_What you have to do:_ In the records below, copy out the stretch from the line that contains "the white sign" through the line that contains "point(436, 342)", both lines included, with every character unchanged.
══ Stored rows
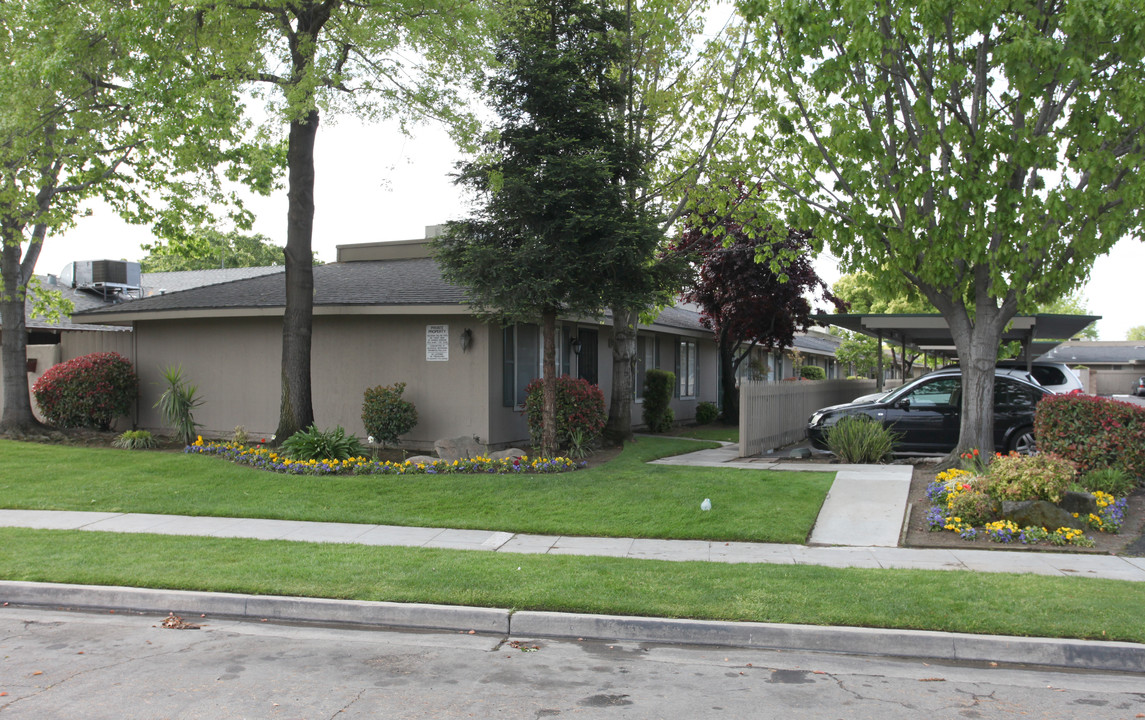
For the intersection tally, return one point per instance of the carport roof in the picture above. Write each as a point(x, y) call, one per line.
point(932, 333)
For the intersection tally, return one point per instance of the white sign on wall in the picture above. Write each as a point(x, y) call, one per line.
point(436, 342)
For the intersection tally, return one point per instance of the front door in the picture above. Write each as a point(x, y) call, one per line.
point(586, 360)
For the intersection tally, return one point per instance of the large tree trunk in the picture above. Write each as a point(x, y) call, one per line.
point(549, 393)
point(17, 405)
point(297, 410)
point(618, 428)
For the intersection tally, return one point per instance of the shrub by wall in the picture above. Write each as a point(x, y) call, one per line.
point(386, 414)
point(657, 414)
point(579, 406)
point(1092, 432)
point(91, 390)
point(811, 372)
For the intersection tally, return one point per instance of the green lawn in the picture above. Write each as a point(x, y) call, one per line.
point(955, 601)
point(623, 498)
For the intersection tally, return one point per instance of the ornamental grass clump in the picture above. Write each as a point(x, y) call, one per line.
point(860, 440)
point(315, 444)
point(178, 403)
point(91, 390)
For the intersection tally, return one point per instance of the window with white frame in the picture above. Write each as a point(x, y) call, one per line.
point(686, 356)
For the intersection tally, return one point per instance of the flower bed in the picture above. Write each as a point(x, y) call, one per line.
point(267, 459)
point(952, 489)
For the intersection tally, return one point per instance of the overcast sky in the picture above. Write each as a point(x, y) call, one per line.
point(374, 184)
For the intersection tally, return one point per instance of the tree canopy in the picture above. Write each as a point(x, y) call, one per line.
point(986, 152)
point(554, 230)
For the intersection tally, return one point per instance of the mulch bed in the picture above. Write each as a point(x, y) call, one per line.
point(1129, 542)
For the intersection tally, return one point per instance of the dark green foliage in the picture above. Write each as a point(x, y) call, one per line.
point(707, 412)
point(134, 440)
point(811, 372)
point(860, 440)
point(178, 403)
point(657, 414)
point(314, 444)
point(1094, 433)
point(579, 410)
point(386, 414)
point(91, 390)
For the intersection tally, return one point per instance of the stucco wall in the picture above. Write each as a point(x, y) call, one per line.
point(235, 362)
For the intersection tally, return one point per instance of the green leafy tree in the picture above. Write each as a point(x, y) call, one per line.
point(986, 152)
point(684, 91)
point(554, 231)
point(101, 101)
point(330, 56)
point(205, 248)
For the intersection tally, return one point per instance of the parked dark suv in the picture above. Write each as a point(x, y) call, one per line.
point(926, 413)
point(1138, 387)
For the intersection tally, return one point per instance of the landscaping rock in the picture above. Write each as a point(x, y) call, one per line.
point(450, 449)
point(1081, 503)
point(508, 453)
point(1040, 514)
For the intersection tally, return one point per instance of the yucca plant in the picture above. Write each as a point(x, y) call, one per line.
point(314, 444)
point(178, 403)
point(860, 440)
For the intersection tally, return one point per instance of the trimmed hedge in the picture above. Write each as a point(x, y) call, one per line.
point(91, 390)
point(1092, 432)
point(579, 406)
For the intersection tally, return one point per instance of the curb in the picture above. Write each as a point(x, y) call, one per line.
point(1105, 656)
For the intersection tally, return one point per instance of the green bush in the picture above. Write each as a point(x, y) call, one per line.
point(314, 444)
point(1112, 480)
point(657, 413)
point(386, 414)
point(707, 412)
point(860, 440)
point(1041, 476)
point(811, 372)
point(1094, 433)
point(176, 404)
point(134, 440)
point(579, 406)
point(91, 390)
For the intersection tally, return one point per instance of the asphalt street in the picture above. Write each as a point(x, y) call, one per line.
point(77, 665)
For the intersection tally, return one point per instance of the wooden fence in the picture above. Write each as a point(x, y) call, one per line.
point(773, 414)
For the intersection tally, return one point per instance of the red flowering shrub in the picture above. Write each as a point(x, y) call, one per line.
point(579, 406)
point(1094, 433)
point(87, 392)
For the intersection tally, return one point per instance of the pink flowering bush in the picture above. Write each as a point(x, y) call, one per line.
point(91, 390)
point(579, 406)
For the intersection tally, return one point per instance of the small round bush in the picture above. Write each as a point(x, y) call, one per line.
point(579, 406)
point(386, 414)
point(1043, 476)
point(91, 390)
point(811, 372)
point(707, 413)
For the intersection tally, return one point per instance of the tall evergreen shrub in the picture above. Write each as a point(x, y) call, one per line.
point(657, 413)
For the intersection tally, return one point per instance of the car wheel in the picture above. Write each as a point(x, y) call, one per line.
point(1023, 441)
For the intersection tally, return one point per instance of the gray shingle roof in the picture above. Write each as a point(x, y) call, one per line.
point(384, 282)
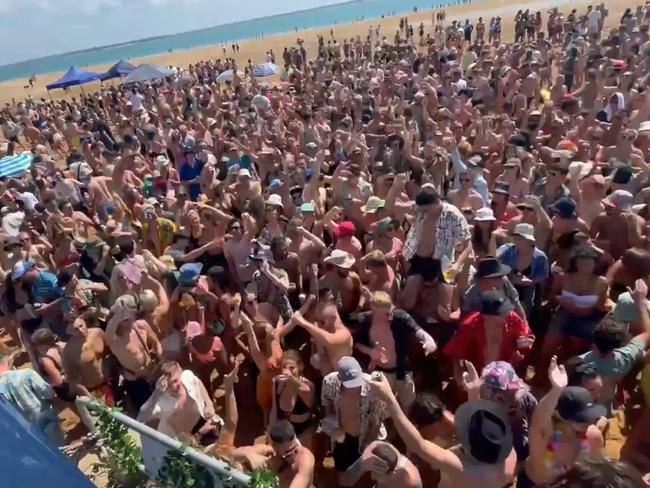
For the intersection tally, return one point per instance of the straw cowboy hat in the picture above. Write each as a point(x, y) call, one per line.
point(340, 259)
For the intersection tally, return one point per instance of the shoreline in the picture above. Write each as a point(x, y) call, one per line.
point(255, 48)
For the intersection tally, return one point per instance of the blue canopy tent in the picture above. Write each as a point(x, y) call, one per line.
point(15, 165)
point(118, 70)
point(147, 72)
point(27, 460)
point(73, 77)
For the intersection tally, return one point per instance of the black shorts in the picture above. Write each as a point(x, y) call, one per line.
point(138, 391)
point(346, 453)
point(64, 393)
point(429, 268)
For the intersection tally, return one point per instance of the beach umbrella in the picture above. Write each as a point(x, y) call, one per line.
point(265, 69)
point(224, 76)
point(15, 165)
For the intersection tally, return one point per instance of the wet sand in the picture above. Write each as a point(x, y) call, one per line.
point(255, 49)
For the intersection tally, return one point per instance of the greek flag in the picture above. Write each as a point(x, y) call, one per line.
point(15, 165)
point(265, 69)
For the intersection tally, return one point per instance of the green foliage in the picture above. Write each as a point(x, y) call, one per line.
point(264, 479)
point(123, 465)
point(177, 470)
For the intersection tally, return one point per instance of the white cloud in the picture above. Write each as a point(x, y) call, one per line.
point(36, 6)
point(85, 6)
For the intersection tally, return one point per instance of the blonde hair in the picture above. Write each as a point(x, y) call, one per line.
point(148, 301)
point(465, 149)
point(381, 299)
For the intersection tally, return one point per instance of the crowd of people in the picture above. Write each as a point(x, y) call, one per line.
point(426, 261)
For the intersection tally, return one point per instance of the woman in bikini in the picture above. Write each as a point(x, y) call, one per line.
point(583, 301)
point(294, 397)
point(562, 431)
point(49, 352)
point(633, 265)
point(266, 357)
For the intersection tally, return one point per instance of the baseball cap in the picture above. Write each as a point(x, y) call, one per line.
point(564, 207)
point(344, 229)
point(20, 268)
point(645, 126)
point(493, 302)
point(526, 231)
point(350, 373)
point(131, 272)
point(625, 309)
point(620, 199)
point(189, 274)
point(484, 214)
point(275, 200)
point(373, 204)
point(576, 405)
point(307, 207)
point(386, 224)
point(622, 175)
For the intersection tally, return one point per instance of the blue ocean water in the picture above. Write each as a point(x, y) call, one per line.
point(340, 13)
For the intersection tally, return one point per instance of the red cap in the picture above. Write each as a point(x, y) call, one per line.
point(344, 229)
point(568, 145)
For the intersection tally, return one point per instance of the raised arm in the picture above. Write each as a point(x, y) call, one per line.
point(321, 336)
point(541, 423)
point(436, 456)
point(247, 325)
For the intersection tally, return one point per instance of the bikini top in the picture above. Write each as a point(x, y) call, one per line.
point(581, 301)
point(556, 467)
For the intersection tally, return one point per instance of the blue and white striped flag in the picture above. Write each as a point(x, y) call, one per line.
point(265, 69)
point(15, 165)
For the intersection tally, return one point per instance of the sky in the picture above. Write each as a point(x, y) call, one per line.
point(36, 28)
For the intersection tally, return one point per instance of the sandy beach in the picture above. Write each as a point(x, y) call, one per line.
point(254, 49)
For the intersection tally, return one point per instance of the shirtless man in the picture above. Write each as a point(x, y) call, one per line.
point(331, 338)
point(181, 404)
point(100, 195)
point(136, 348)
point(354, 415)
point(378, 275)
point(617, 229)
point(384, 336)
point(86, 361)
point(438, 231)
point(344, 282)
point(346, 240)
point(388, 468)
point(306, 245)
point(293, 463)
point(485, 461)
point(238, 248)
point(466, 196)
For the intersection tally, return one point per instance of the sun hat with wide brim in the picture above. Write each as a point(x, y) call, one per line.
point(484, 431)
point(484, 214)
point(491, 267)
point(373, 205)
point(526, 231)
point(340, 259)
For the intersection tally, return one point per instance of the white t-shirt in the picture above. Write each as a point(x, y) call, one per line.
point(28, 199)
point(136, 100)
point(593, 20)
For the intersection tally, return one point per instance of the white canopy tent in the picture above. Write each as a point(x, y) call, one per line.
point(147, 72)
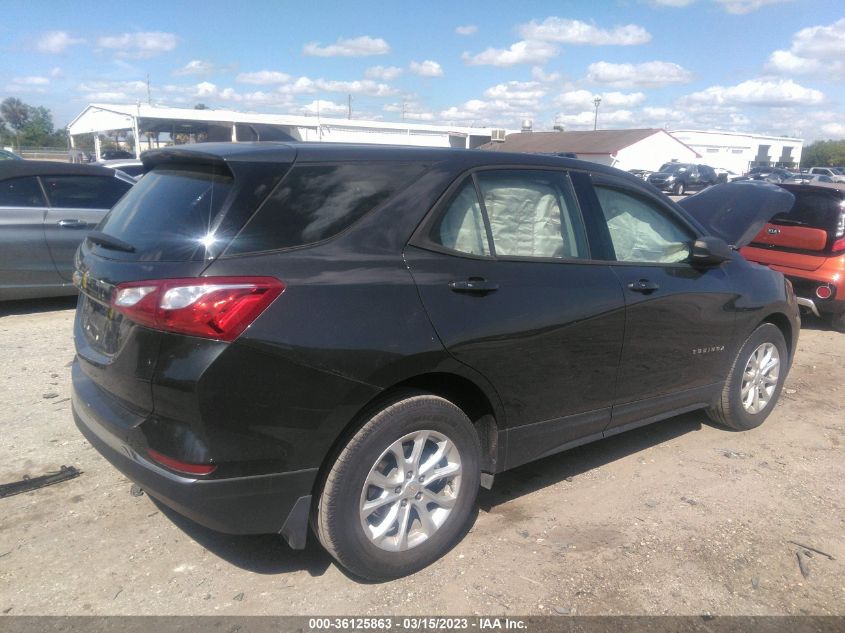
════
_Task output:_
For the intersection tally, return one point per instance of the white sign on wall in the picture above. Write each as a point(x, y) call, one per line.
point(436, 342)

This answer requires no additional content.